Please count the lines in the rows below that contain the word "white" and reply with only that number.
*** INPUT DATA ***
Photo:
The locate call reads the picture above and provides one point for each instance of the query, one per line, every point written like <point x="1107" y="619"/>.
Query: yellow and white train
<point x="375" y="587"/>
***
*** INPUT DATA ***
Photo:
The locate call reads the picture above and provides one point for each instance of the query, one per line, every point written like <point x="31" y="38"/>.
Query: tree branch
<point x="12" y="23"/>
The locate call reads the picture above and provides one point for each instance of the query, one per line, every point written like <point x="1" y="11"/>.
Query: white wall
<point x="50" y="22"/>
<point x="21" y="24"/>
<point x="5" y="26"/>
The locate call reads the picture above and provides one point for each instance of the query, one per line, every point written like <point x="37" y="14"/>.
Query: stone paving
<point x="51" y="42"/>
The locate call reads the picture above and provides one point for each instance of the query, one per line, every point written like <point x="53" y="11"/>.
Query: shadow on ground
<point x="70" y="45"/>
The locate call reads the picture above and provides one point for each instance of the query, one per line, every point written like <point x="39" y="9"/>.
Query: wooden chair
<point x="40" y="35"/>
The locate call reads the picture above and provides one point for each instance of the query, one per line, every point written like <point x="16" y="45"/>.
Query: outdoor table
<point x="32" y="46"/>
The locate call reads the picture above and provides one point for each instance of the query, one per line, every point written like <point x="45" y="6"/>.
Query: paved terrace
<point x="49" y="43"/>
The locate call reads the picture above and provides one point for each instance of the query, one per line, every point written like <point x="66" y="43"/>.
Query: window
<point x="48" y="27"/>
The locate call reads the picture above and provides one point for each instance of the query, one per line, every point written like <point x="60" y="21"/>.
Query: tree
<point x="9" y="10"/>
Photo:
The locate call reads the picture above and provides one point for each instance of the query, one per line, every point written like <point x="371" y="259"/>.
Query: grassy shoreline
***
** THE SOLUTION **
2